> **REQUEST**
Copy the following lines exactly as they appear, keeping every word and bracket unchanged.

********

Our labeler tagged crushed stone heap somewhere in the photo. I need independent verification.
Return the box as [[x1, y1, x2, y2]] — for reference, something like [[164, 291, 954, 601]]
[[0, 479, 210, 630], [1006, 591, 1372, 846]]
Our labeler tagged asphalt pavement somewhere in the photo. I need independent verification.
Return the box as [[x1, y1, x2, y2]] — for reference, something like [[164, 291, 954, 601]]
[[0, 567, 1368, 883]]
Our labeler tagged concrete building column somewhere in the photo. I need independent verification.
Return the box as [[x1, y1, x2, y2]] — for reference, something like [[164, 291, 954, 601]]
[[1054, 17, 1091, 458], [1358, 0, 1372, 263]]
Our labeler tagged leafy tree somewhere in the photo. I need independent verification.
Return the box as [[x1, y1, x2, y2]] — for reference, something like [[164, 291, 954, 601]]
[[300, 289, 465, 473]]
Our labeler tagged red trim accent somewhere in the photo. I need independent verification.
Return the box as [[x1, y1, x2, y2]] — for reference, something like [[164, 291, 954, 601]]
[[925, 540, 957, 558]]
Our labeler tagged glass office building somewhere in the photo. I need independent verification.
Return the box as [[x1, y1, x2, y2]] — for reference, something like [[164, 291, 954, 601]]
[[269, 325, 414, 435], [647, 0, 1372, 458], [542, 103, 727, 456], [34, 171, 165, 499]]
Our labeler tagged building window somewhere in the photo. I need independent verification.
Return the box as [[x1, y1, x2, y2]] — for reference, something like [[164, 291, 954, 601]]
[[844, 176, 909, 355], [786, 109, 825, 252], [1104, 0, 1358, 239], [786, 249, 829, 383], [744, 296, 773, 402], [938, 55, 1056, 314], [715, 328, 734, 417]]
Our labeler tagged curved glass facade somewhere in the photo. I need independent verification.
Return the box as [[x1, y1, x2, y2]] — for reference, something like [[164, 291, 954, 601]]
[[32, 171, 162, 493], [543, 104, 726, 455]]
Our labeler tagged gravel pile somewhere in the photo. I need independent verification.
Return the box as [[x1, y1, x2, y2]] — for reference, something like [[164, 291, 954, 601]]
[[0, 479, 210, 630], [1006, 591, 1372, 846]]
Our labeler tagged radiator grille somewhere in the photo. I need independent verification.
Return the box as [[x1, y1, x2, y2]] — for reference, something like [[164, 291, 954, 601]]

********

> **COMPLETED TASK**
Our labeler tagged crushed stone heap somewhere in the photo. I need independent verification.
Return the box as [[x1, y1, x2, y2]] — for reference, something like [[164, 291, 954, 601]]
[[0, 479, 210, 630], [1006, 591, 1372, 846]]
Our labeler tagged asphalt pavement somewhere in the photo. I need independent verification.
Return the box as [[x1, y1, x2, y2]] — for reference, something like [[164, 291, 954, 601]]
[[0, 567, 1368, 883]]
Our labeler tagged concrete building column somewhere in the photo. I need independent verification.
Return the box as [[x1, y1, x2, y2]] — for reference, something like [[164, 291, 954, 601]]
[[1054, 17, 1091, 458], [1358, 0, 1372, 263]]
Our labeler tagged leafy tree somewhere in the photo. I need independent verification.
Return the box as [[x1, y1, x2, y2]] — for reference, something like [[164, 291, 954, 601]]
[[300, 289, 465, 473]]
Our labeler tagged red trim accent somewhere in the photo. I need independent verification.
Return the box as [[x1, y1, x2, y2]] — for reference, something like [[164, 291, 954, 601]]
[[925, 540, 957, 558]]
Our labeler tagged glass office building somewhere in the photo. I need independent verification.
Return the box as [[x1, y1, x2, y2]] — for reference, something like [[164, 291, 954, 601]]
[[269, 325, 414, 435], [647, 0, 1372, 458], [542, 103, 727, 456], [34, 171, 165, 499]]
Our labeler tagged building window somewhere in the photo. I need independent verification.
Return the box as [[x1, y1, x2, y2]] — for reference, something like [[164, 291, 954, 601]]
[[844, 176, 909, 355], [786, 109, 825, 252], [1104, 0, 1358, 239], [786, 249, 829, 383], [744, 296, 773, 402], [938, 55, 1056, 314], [715, 328, 734, 417]]
Our labeler tagged curved glass facade somewhere in the photo. I need independent verification.
Return the box as [[x1, y1, x2, y2]] — for reference, something like [[164, 291, 954, 601]]
[[32, 171, 162, 493], [543, 104, 726, 455]]
Our labeler tagged gravel pile somewhere in the photo. I need independent verification.
Return the box as [[x1, y1, x2, y2]] — for reference, something like [[164, 291, 954, 601]]
[[0, 479, 210, 630], [1006, 591, 1372, 846]]
Our labeler tagged radiator grille somewhere in the photo. I need independent verification.
Return the box as [[x1, y1, x2, y2]] — for reference, something like [[164, 291, 954, 601]]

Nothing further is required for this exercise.